Exercise directions
Reproduce, character for character, the lines of the records from the one containing "Practice step: point out every instance of the column" through the one containing "pixel 270 156", inclusive.

Source material
□ □ □ □ □ □ □

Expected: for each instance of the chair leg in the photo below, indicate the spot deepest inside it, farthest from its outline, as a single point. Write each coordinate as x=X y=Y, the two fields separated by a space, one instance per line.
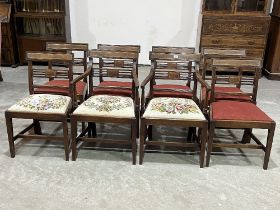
x=37 y=127
x=246 y=137
x=209 y=143
x=1 y=78
x=268 y=146
x=150 y=132
x=66 y=139
x=9 y=124
x=133 y=141
x=142 y=142
x=74 y=138
x=92 y=128
x=203 y=137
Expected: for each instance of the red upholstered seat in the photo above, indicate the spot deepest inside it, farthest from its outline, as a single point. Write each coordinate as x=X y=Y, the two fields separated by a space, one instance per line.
x=113 y=88
x=236 y=110
x=80 y=87
x=227 y=96
x=166 y=93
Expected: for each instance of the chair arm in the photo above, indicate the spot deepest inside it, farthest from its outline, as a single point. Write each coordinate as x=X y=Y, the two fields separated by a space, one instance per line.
x=147 y=79
x=205 y=104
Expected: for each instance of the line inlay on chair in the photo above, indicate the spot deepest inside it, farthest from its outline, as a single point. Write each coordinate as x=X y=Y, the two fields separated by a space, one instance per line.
x=42 y=107
x=108 y=108
x=176 y=109
x=237 y=113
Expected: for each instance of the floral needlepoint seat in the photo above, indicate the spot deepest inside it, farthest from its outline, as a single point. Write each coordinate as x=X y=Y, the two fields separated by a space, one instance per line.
x=107 y=106
x=173 y=108
x=42 y=103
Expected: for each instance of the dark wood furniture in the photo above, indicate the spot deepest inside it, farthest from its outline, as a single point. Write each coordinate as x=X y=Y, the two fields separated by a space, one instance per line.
x=9 y=55
x=38 y=22
x=41 y=107
x=272 y=57
x=176 y=107
x=80 y=51
x=236 y=113
x=108 y=107
x=206 y=70
x=235 y=24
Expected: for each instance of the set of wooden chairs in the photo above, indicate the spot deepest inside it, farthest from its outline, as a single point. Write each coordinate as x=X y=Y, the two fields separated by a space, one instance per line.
x=216 y=89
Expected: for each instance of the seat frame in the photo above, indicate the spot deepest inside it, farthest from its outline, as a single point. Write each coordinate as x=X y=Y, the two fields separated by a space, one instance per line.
x=37 y=117
x=246 y=125
x=89 y=133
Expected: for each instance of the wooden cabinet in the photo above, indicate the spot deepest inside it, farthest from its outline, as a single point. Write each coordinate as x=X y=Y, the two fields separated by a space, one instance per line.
x=272 y=57
x=38 y=22
x=9 y=55
x=235 y=24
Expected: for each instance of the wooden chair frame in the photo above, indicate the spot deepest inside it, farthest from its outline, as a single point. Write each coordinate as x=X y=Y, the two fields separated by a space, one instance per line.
x=241 y=66
x=90 y=131
x=78 y=59
x=146 y=124
x=37 y=117
x=173 y=60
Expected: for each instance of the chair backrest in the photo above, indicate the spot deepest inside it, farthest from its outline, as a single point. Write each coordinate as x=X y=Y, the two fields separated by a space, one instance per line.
x=169 y=66
x=123 y=65
x=78 y=49
x=121 y=48
x=210 y=53
x=236 y=73
x=175 y=50
x=39 y=74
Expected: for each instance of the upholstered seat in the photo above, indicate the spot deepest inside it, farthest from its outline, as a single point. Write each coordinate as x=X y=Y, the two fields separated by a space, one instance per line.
x=80 y=87
x=107 y=106
x=173 y=108
x=42 y=103
x=235 y=110
x=162 y=91
x=112 y=88
x=220 y=96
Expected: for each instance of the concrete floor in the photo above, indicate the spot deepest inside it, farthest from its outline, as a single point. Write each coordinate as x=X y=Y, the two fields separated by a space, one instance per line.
x=39 y=177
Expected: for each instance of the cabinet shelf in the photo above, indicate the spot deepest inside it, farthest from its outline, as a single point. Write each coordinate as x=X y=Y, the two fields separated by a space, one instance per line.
x=38 y=22
x=235 y=24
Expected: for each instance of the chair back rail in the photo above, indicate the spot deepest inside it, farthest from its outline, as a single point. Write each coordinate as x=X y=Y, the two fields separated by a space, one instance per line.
x=175 y=50
x=124 y=65
x=174 y=67
x=36 y=73
x=235 y=73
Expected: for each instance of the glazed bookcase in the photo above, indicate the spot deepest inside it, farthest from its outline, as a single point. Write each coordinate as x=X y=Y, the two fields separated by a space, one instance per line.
x=38 y=22
x=236 y=24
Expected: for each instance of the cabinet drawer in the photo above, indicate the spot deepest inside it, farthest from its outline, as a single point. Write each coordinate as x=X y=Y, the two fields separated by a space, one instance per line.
x=255 y=53
x=220 y=26
x=233 y=41
x=6 y=57
x=4 y=29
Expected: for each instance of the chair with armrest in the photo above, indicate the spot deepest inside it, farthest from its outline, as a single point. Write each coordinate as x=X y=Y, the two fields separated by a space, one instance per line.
x=206 y=72
x=42 y=106
x=177 y=108
x=108 y=107
x=232 y=112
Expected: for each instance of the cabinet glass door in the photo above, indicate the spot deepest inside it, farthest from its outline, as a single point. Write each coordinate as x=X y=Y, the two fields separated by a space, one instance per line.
x=251 y=5
x=218 y=5
x=39 y=5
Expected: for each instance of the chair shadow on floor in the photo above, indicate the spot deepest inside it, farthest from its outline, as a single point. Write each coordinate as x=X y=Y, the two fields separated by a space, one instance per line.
x=235 y=156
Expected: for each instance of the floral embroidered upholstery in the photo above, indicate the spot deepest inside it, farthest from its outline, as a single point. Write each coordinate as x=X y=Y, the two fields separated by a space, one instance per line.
x=173 y=108
x=107 y=105
x=42 y=103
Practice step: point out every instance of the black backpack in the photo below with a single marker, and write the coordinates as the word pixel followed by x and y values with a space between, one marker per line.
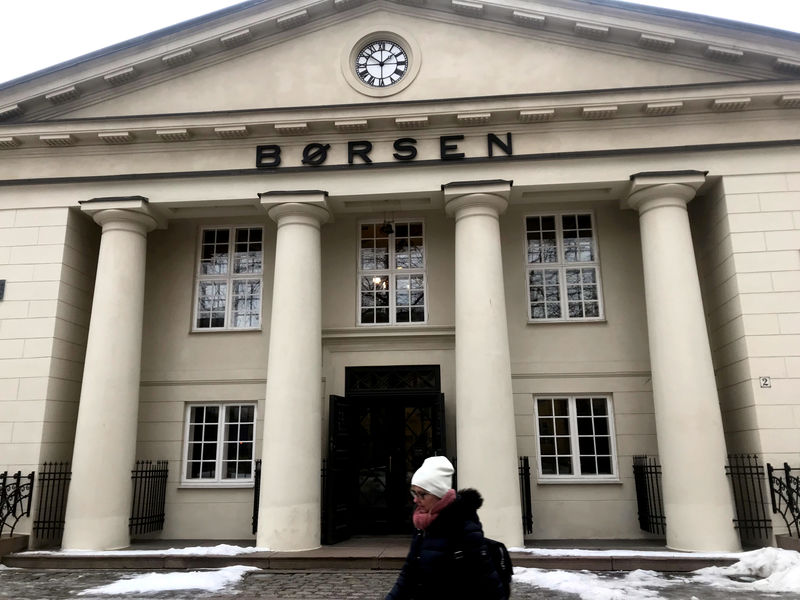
pixel 498 554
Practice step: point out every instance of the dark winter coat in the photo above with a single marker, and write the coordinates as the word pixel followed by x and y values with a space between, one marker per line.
pixel 449 559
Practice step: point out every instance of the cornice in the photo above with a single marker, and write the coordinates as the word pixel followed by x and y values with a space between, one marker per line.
pixel 499 114
pixel 257 25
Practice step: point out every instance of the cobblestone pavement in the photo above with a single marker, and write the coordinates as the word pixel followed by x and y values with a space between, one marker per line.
pixel 35 584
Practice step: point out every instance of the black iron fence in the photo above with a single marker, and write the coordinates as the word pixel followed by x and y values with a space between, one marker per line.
pixel 149 480
pixel 257 492
pixel 649 497
pixel 54 481
pixel 15 499
pixel 149 496
pixel 784 495
pixel 525 494
pixel 747 477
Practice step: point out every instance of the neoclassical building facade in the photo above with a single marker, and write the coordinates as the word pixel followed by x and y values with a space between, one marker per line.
pixel 358 233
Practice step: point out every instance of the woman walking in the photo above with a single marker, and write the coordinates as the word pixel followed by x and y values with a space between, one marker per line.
pixel 448 557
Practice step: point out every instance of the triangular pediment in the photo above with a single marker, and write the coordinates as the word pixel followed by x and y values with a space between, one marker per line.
pixel 278 55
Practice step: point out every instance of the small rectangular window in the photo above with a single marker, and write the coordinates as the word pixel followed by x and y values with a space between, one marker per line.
pixel 562 268
pixel 391 273
pixel 229 279
pixel 575 436
pixel 219 443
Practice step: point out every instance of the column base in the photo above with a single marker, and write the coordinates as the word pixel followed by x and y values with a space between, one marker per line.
pixel 289 528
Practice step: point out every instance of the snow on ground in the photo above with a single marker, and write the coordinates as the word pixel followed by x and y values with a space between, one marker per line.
pixel 764 570
pixel 218 550
pixel 211 581
pixel 773 570
pixel 591 586
pixel 646 553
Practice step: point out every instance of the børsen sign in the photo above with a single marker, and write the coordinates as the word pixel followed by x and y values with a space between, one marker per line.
pixel 270 156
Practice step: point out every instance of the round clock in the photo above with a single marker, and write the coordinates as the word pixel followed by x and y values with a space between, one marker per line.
pixel 381 63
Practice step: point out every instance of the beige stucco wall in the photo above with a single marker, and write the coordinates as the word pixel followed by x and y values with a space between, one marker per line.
pixel 609 357
pixel 528 63
pixel 181 367
pixel 48 258
pixel 752 294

□ □ □ □ □ □ □

Solution
Practice step: point out every instance of the column base in the photo above with a single marker, and write the coordinates as the word pixel followed by x and y values with a space between, one marker per line.
pixel 289 528
Practice step: point out every instance of the snow on ground in the photo above with a single marker, and write the coordinates as the word pixel followed by x and y values with a space between, one marker per line.
pixel 764 570
pixel 218 550
pixel 211 581
pixel 773 570
pixel 591 586
pixel 646 553
Practice step: point out every instance of the børsen sign in the photo above with a single marker, and write the coordinates as the word pixel followed by x and y values with a space between, one marker per line.
pixel 270 156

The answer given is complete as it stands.